Count how many lines of the records contain the string "outlines", and reply with that number alone.

Outline labeling records
_____

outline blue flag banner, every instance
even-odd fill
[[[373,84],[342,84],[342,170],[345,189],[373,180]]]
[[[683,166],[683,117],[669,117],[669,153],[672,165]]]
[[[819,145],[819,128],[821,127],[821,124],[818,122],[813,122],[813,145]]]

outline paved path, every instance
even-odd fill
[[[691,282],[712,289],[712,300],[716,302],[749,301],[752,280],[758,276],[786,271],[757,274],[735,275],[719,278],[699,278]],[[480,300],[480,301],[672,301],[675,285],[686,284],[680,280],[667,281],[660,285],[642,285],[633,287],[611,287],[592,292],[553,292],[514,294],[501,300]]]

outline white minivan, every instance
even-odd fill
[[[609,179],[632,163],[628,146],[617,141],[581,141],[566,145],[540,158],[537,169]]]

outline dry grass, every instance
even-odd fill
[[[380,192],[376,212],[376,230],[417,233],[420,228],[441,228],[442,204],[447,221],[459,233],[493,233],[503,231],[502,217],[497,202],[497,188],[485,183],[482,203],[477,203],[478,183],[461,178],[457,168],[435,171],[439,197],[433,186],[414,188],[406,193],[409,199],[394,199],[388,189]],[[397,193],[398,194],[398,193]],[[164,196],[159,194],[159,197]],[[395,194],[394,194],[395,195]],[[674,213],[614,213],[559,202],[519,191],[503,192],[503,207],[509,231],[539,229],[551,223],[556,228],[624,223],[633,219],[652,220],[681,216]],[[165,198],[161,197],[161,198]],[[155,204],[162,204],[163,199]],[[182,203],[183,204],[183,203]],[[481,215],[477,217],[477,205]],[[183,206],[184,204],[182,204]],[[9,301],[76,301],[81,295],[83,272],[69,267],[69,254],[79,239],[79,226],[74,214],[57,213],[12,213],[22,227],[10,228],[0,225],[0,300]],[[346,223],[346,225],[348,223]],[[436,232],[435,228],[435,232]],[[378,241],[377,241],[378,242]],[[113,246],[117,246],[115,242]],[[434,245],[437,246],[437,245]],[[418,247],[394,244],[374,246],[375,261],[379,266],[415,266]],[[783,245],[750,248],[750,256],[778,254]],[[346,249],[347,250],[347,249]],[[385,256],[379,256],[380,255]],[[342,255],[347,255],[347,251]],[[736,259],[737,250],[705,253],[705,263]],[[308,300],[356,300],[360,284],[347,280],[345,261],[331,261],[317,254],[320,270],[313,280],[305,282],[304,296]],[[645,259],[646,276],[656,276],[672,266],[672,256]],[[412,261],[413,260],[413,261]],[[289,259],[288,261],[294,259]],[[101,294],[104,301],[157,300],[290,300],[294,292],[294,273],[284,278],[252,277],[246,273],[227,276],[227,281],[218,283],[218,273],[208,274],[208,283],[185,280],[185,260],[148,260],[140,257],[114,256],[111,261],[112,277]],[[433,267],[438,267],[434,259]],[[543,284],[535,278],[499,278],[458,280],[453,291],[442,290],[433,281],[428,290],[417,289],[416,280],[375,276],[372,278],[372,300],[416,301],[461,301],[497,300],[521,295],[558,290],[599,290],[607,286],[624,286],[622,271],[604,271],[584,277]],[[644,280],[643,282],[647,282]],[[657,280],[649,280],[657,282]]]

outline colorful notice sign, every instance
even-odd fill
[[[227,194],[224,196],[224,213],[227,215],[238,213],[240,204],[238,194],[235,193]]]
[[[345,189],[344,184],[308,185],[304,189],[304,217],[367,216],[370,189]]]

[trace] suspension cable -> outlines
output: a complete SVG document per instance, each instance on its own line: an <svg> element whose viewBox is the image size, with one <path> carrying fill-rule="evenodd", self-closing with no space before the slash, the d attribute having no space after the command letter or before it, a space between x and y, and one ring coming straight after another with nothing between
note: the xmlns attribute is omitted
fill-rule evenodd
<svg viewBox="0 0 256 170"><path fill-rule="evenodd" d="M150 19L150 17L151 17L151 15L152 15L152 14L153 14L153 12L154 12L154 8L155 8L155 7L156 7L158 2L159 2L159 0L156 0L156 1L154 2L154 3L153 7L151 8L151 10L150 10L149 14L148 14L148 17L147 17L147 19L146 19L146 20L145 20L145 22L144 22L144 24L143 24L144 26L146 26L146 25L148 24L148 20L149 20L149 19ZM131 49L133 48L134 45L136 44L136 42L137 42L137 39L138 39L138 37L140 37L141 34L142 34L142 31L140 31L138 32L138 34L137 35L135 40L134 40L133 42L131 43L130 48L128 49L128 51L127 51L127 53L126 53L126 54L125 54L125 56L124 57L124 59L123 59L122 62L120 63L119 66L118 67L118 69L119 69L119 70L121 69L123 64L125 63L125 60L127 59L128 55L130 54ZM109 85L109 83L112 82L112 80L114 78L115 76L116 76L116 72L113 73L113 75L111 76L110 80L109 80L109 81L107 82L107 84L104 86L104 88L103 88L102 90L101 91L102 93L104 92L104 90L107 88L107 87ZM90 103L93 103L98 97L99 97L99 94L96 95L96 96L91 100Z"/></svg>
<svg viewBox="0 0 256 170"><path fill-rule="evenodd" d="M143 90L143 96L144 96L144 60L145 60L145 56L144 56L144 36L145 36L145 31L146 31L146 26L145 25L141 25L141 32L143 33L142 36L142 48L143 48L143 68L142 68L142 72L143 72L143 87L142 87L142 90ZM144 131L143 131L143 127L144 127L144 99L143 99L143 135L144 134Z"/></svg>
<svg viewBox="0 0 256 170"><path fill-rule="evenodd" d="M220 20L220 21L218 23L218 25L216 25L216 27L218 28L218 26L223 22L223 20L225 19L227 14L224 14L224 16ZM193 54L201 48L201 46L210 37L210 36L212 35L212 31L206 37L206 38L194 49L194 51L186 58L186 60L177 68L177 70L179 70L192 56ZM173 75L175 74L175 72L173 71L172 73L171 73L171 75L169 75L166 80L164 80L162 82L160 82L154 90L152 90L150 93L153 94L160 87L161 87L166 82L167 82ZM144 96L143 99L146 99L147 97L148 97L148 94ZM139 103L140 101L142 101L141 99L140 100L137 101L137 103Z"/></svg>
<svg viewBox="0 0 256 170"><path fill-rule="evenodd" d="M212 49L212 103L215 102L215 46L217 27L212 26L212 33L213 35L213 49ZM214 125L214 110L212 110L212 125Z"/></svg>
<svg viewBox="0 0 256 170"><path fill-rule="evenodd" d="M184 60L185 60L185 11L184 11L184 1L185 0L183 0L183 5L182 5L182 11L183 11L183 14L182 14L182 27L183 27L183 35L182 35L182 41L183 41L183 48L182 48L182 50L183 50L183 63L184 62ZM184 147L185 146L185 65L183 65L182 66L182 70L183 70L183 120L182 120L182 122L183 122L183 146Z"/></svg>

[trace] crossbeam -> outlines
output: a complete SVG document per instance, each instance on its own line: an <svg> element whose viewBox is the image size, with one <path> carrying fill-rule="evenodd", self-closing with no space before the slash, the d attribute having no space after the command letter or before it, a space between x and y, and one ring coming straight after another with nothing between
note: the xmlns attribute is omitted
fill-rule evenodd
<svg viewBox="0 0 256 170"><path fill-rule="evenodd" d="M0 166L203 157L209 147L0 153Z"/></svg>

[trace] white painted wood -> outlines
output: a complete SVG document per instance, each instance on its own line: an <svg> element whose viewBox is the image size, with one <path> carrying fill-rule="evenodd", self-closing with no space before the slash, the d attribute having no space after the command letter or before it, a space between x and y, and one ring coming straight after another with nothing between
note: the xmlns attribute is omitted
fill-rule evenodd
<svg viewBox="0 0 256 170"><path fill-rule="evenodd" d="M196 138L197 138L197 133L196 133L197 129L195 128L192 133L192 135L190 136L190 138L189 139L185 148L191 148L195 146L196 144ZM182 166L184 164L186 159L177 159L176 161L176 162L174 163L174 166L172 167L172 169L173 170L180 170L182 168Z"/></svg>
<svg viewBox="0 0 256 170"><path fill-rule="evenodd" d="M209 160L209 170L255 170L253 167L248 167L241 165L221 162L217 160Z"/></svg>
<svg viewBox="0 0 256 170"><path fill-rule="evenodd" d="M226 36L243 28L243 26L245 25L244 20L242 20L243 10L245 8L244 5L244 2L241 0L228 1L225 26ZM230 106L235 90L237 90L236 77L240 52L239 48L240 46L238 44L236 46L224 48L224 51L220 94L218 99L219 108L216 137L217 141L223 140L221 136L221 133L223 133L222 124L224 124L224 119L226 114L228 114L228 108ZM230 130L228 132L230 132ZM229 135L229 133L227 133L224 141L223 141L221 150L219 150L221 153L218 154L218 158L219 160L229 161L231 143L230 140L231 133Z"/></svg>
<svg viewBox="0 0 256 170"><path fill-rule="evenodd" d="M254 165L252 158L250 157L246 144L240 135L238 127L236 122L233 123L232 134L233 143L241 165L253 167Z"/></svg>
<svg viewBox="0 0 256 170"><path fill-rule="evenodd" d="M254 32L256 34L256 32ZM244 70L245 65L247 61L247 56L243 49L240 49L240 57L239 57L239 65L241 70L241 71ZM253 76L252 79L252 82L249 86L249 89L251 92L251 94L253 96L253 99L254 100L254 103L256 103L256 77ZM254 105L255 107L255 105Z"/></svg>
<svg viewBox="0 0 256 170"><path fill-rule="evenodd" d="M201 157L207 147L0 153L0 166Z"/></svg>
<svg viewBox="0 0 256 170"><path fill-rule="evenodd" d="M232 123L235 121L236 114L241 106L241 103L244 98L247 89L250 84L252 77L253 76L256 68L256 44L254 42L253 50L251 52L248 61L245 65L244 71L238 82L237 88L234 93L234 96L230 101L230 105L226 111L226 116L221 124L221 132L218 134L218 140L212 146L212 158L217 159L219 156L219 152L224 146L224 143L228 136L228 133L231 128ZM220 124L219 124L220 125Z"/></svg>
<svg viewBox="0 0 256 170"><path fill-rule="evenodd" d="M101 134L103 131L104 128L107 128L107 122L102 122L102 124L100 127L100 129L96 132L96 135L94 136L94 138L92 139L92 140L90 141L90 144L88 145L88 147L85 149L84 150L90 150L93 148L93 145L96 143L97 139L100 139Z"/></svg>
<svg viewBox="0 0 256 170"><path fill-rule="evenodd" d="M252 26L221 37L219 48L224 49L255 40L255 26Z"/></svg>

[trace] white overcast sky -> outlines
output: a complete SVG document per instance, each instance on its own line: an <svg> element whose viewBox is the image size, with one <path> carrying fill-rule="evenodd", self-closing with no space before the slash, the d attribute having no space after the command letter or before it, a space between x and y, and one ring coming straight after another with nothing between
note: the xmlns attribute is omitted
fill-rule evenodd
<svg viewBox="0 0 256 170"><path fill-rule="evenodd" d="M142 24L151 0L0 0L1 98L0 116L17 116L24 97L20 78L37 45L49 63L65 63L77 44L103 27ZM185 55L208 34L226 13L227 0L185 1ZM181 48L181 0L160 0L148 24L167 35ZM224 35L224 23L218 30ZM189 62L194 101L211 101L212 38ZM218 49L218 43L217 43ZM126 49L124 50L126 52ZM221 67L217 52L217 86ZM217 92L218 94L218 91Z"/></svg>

_____

* Reply to the task
4